«Noi non abbiamo scheletri nell’armadio, non abbiamo una tradizione coloniale, non abbiamo sganciato bombe su nessuno e non abbiamo messo il cappio al collo a nessuna economia». A parlare così, qualche anno fa, era Manlio Di Stefano, allora deputato del Movimento 5 stelle e sottosegretario agli Esteri nei due governi Conte e poi con Draghi presidente del Consiglio.

Il suo pensiero non è per nulla isolato. Di Stefano non è il primo né l’ultimo della lista di chi dimentica che per 75 anni, dal 1885 al 1960, l’Italia dominò gli abitanti di quattro stati africani: Eritrea, Somalia, Libia ed Etiopia. Quella stagione non è mai entrata nel dibattito pubblico nazionale. L’Italia non pagò per i crimini commessi, coltivando invece il mito degli “italiani brava gente” e alimentando una memoria del suo passato come “colonialismo buono”.

L’idea è diffusa da destra a sinistra. «Un pugno di intellettuali politicizzati vuole riscrivere l’epopea tricolore d’oltremare. Ma basta fare un viaggio laggiù per vedere il buon ricordo della nostra gente», ha scritto su La Verità il responsabile cultura di CasaPound. E pochi giorni fa, a Propaganda Live, una firma di valore come Filippo Ceccarelli si è lasciato sfuggire che «l’Italia è un paese senza colonialismo». Un’espressione infelice – il riferimento era al Medio Oriente nel secondo dopoguerra – che è bastata per attirargli critiche sui social.

---+---

:: Consegne scritte ::
**1.** Rispondi alle domande seguenti sul brano dedicato alla memoria coloniale italiana.
(a) Quali incarichi ricopriva Manlio Di Stefano quando pronunciò la frase riportata in apertura?
(b) Quali sono i quattro stati africani i cui abitanti furono dominati dall'Italia dal 1885 al 1960?
(c) In quale trasmissione Filippo Ceccarelli ha affermato che «l'Italia è un paese senza colonialismo»?
**2.** Fornisci il seguito del brano sulla memoria coloniale italiana a partire dalla frase che termina con «critiche sui social».
I record allegati non sono necessari per svolgere le consegne.

---+---

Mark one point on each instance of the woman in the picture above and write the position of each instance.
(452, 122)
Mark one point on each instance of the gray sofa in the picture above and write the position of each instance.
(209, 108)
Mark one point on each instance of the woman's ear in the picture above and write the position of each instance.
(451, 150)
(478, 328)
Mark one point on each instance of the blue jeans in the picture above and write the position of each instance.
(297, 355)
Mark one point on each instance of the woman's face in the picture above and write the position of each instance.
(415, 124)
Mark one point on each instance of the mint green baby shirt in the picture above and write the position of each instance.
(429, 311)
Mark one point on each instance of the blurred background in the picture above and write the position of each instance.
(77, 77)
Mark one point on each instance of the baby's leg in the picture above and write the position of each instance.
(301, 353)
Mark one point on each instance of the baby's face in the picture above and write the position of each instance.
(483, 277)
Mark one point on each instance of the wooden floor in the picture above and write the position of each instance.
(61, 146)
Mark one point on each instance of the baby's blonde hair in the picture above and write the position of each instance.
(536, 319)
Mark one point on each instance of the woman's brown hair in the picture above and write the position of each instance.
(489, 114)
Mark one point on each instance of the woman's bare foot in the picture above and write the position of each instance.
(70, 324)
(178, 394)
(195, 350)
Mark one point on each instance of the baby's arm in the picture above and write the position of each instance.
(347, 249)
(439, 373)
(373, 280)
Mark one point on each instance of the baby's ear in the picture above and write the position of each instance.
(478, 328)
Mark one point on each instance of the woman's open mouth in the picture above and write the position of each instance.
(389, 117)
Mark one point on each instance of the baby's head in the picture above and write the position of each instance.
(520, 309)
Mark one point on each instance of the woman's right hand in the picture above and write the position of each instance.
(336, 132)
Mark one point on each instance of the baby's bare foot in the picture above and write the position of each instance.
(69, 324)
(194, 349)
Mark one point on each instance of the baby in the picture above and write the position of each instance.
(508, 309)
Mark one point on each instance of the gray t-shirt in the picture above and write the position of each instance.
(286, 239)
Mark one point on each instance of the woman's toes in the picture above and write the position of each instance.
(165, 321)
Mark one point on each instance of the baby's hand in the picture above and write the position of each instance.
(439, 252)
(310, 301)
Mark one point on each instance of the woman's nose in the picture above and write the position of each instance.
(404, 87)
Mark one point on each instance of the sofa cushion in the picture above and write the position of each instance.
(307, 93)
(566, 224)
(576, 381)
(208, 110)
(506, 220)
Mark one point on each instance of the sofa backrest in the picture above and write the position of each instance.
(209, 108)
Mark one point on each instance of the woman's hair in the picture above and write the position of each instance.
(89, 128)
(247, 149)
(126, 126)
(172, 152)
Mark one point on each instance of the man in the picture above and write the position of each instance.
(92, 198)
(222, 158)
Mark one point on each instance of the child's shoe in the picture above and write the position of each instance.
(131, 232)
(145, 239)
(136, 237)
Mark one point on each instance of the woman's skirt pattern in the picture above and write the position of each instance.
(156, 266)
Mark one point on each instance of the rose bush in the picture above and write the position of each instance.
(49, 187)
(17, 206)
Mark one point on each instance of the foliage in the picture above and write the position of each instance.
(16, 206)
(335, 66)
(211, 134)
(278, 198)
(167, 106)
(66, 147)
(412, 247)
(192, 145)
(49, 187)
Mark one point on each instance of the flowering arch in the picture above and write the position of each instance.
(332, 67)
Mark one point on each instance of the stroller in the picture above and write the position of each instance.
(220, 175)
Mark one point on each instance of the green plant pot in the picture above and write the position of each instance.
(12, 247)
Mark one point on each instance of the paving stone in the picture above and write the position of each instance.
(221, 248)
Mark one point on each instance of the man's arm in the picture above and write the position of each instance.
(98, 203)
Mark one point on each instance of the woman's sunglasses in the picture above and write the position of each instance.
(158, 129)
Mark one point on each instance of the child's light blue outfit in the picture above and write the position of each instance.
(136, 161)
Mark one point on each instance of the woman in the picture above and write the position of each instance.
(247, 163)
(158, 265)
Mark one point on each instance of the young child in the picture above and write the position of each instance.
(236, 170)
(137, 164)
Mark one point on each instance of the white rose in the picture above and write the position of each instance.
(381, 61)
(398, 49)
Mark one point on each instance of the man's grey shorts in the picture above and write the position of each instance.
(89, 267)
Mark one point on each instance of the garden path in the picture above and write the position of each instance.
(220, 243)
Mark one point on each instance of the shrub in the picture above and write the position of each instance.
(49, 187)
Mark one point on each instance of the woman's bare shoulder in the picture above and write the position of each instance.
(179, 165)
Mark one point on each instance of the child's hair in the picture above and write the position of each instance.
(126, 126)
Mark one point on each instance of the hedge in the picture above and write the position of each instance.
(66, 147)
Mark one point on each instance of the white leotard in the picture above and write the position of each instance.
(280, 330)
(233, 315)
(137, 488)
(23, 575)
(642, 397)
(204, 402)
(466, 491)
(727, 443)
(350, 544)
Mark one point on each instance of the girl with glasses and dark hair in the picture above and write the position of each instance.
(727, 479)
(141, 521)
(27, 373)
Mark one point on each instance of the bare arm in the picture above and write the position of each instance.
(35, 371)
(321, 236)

---+---

:: Risposte scritte ::
**1.**
(a) Era deputato del Movimento 5 stelle e sottosegretario agli Esteri nei due governi Conte e poi con Draghi presidente del Consiglio.
(b) Eritrea, Somalia, Libia ed Etiopia.
(c) A Propaganda Live.

**2.**
La proposta di legge

Riportare alla luce la questione dei crimini di guerra italiani e avviare un processo di analisi critica è l’obiettivo della proposta di legge per «l’istituzione del giorno della memoria per le vittime del colonialismo italiano», presentata martedì da Laura Boldrini, deputata del Partito democratico. Con lei, in conferenza stampa alla Camera, c’erano Nicola Fratoianni di Alleanza verdi e sinistra e Riccardo Ricciardi del M5s. Il tutto sotto l’ombrello dell’Anpi, per cui è intervenuto il presidente Gianfranco Pagliarulo.

«La giornata di ricordo che vogliamo fissare per il 19 febbraio, anniversario della strage di Addis Abeba, è l’occasione per avviare un processo di studio e riflessione che coinvolga le giovani generazioni e le comunità afrodiscendenti – ha detto Boldrini, prima firmataria della proposta – Un modo per ricordare gli eccidi, le campagne militari, le leggi razziali, la deportazione e la prigionia di cui ci macchiammo».

«È chiaro che, con questa maggioranza, in parlamento non ci sono i numeri per far passare la legge – ha subito riconosciuto Fratoianni – Ma intanto noi poniamo il tema. Il colonialismo spiega il pregiudizio razzista che ancora oggi pervade le pieghe più nascoste della società italiana. Un razzismo ordinario che può esplodere in episodi terribili o continuare a covare sotto la cenere».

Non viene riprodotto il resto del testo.